Short problem
Please lay out the rows below as a two-column CSV with the headers "query" and "answer", one line for each row. Put each row's text under "query" and its answer under "answer", with each value in one quoted field and its line breaks replaced by spaces.

Labeled-object pointing rows
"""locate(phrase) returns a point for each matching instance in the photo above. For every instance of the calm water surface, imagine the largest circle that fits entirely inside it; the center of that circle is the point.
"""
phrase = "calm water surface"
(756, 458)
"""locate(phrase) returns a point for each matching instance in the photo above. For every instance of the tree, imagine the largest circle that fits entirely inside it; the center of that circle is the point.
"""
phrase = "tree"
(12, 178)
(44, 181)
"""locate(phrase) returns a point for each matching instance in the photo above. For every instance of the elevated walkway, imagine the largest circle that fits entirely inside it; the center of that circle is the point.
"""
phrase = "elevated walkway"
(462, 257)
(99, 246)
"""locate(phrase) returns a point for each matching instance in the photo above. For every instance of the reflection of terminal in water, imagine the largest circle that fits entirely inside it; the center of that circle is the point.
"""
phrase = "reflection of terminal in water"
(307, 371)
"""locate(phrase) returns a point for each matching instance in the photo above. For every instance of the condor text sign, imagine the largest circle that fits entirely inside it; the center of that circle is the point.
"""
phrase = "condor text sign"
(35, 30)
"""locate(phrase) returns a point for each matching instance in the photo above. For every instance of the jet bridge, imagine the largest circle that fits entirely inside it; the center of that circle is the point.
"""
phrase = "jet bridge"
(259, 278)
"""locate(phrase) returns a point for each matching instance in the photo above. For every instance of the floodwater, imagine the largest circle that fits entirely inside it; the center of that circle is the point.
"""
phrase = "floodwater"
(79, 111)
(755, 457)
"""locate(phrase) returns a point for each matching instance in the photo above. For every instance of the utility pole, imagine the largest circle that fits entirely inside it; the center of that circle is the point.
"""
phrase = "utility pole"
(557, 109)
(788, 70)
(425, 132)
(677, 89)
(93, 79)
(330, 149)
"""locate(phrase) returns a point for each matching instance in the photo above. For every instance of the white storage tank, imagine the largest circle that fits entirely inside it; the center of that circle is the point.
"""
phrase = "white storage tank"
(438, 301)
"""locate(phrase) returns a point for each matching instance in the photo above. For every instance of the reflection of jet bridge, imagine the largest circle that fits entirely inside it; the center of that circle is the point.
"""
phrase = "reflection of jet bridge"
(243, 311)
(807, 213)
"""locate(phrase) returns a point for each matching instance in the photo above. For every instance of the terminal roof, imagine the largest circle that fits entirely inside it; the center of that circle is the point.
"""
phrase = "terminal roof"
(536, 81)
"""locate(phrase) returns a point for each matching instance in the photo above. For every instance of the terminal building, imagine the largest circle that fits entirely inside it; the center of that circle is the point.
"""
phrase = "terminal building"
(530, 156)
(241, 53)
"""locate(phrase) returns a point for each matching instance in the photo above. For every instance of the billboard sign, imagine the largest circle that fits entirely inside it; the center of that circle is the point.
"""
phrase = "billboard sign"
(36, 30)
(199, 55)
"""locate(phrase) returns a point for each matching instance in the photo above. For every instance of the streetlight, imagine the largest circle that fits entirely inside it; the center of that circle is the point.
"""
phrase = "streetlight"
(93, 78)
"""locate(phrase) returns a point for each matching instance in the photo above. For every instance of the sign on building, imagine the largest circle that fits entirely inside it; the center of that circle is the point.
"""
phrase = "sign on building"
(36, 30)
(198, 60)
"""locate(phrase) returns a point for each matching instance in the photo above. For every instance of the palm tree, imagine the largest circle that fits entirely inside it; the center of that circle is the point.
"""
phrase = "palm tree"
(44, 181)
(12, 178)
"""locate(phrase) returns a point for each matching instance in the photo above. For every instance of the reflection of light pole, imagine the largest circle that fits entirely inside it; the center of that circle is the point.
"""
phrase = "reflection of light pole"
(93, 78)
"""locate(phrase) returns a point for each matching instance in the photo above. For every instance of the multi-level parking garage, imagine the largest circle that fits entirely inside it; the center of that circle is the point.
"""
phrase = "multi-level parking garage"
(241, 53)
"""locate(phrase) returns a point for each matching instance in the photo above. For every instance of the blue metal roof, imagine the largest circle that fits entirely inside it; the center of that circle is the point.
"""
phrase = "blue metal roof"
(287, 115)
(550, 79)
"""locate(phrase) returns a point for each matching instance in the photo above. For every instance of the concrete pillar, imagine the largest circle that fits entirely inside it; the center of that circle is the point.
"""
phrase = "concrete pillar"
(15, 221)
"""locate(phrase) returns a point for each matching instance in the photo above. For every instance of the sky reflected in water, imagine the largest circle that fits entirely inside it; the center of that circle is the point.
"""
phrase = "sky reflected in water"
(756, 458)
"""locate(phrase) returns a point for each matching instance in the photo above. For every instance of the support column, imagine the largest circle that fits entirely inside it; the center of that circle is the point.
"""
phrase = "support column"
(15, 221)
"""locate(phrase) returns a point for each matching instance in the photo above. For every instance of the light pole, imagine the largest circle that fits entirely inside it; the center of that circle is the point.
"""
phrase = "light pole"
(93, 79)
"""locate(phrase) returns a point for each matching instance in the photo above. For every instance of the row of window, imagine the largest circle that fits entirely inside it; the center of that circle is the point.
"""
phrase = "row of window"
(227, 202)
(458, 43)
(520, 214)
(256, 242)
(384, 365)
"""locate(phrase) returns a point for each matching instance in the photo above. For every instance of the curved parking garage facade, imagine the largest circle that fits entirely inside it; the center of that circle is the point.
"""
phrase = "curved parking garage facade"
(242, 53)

Full output
query,answer
"""""""locate(phrase) returns a point for each matching instance in the photo above. For every instance of the calm water surface, imagine the largest circle that fits entirely inside it; the center of that circle is the point. """""" phrase = ""calm water surface""","(756, 458)"
"""""""locate(phrase) returns a point for each matching instance in the photo above. For every instance of the tree, imagine the largest circle that fits entirely inside it; the center of that circle is the point. """""" phrase = ""tree""","(12, 178) (44, 181)"
"""""""locate(phrase) returns a point for each matching instance in the photo above. For every instance of the elevated walkway, imagine the largest circle that fits entirely inside it; the center of that circle is the point. """""" phrase = ""elevated walkway""","(462, 257) (99, 246)"
"""""""locate(phrase) returns a point for each matching instance in the photo above. For every instance of the reflection of terminal in water, imagine the largest circle that fits entirely inside it; the center of that circle is the point. """""" phrase = ""reflection of terminal in water""","(307, 371)"
"""""""locate(phrase) returns a point for each matching instance in the photo above. For every instance of the condor text sign, imagine the largest circle that fits entirely inside it; the center of that circle is the point. """""" phrase = ""condor text sign""","(35, 30)"
"""""""locate(phrase) returns a point for each matching instance in the photo above. For every instance of the jet bridge, imagine the largest circle that fits entirely inside it; the center of that circle is the point. """""" phrase = ""jet bridge""","(259, 278)"
"""""""locate(phrase) returns a point for each matching instance in the photo above. For every instance of the floodwater, imagine the largest circle that fits entirely inside it; the center of that circle is the point. """""" phrase = ""floodwater""","(79, 111) (755, 457)"
"""""""locate(phrase) returns a point for each matching instance in the photo above. For every instance of the utility pole, imagine the largest circle that fits entirely inside it; the center of that circle is the point. """""" phrase = ""utility pole""","(557, 109) (788, 70) (425, 132) (677, 89) (93, 79) (330, 149)"
"""""""locate(phrase) returns a point for each matching instance in the photo above. For every instance of the white storage tank, imagine the largest circle that fits entirely inside it; the center of that circle is the point. """""" phrase = ""white storage tank""","(438, 301)"
"""""""locate(phrase) returns a point for each matching instance in the photo above. For every instance of the reflection of jet bridge, imagine the largest circle that fits entirely inside it; the center of that circle is the point. """""" phrase = ""reflection of jet bridge""","(243, 311) (807, 213)"
"""""""locate(phrase) returns a point for each matching instance in the photo above. For every instance of the terminal roof, imagine the largest circle that fits entirely inside it; the center of that circle is the point. """""" phrase = ""terminal roof""","(536, 81)"
"""""""locate(phrase) returns a point for each matching instance in the photo above. For every instance of the terminal building, imagine the largest circle that fits entirely inside it; the center of that circle is the point. """""" phrase = ""terminal building""","(530, 156) (241, 53)"
"""""""locate(phrase) returns a point for each matching instance in the photo above. For every instance of the billboard sign, imagine the largest circle that fits entirely inside it; the center of that circle is the point. """""" phrase = ""billboard sign""","(36, 30) (199, 55)"
"""""""locate(phrase) returns a point for each matching instance in the photo above. For every instance of the streetlight, imagine the largest circle that fits entirely inside it; the center of that circle is the point. """""" phrase = ""streetlight""","(93, 78)"
"""""""locate(phrase) returns a point for each matching instance in the photo above. For every instance of the sign on building, imagine the largest circle that fits entirely inside it; the center of that circle is the point. """""" phrase = ""sign on building""","(36, 30) (198, 60)"
"""""""locate(phrase) returns a point for each matching instance in the photo above. For every instance of the palm tree, imagine the largest circle that fits entirely inside it; the center of that circle is the point. """""" phrase = ""palm tree""","(44, 181) (12, 178)"
"""""""locate(phrase) returns a point for each matching instance in the photo above. For every instance of the reflection of light pole, imagine the largest circle that fits entirely inside it; the center of that circle is the point. """""" phrase = ""reflection of light pole""","(93, 78)"
"""""""locate(phrase) returns a point for each matching instance in the photo above. For every instance of the multi-level parking garage, imagine the largest circle that fits entirely inside it; the center of that circle is the point. """""" phrase = ""multi-level parking garage""","(241, 53)"
"""""""locate(phrase) returns a point for each matching instance in the photo above. For every instance of the blue metal roof, imagine the largest circle that fits entirely inside it; the center of that circle is the point. """""" phrase = ""blue metal roof""","(287, 115) (550, 79)"
"""""""locate(phrase) returns a point for each matching instance in the photo above. For every instance of the concrete pillar, imagine the largest circle that fits entirely inside it; the center of that circle is the point. """""" phrase = ""concrete pillar""","(15, 221)"
"""""""locate(phrase) returns a point for each matching instance in the photo above. For every instance of the sky reflected in water, imagine the largest circle that fits entirely inside it; the center of that circle is the point. """""" phrase = ""sky reflected in water""","(756, 458)"
"""""""locate(phrase) returns a point for each matching instance in the photo above. For every instance of the support column, imagine the largest circle that fits entirely inside it; the center of that circle is the point. """""" phrase = ""support column""","(15, 221)"
"""""""locate(phrase) returns a point for each matching instance in the photo above. For every instance of the light pole, imagine the largest circle that fits entirely inside it; the center of that circle is the point. """""" phrase = ""light pole""","(93, 79)"
"""""""locate(phrase) returns a point for each matching instance in the photo above. For every instance of the row of window, imagine the largest circle that fits entirely inside it; the center of that circle is the point. """""" phrase = ""row of window""","(227, 202) (458, 43) (520, 214) (256, 242) (384, 365)"
"""""""locate(phrase) returns a point for each matching instance in the photo above. For every instance of the curved parking garage facade, imagine the largest circle that fits entirely inside it; the center of that circle is the point. """""" phrase = ""curved parking garage facade""","(242, 53)"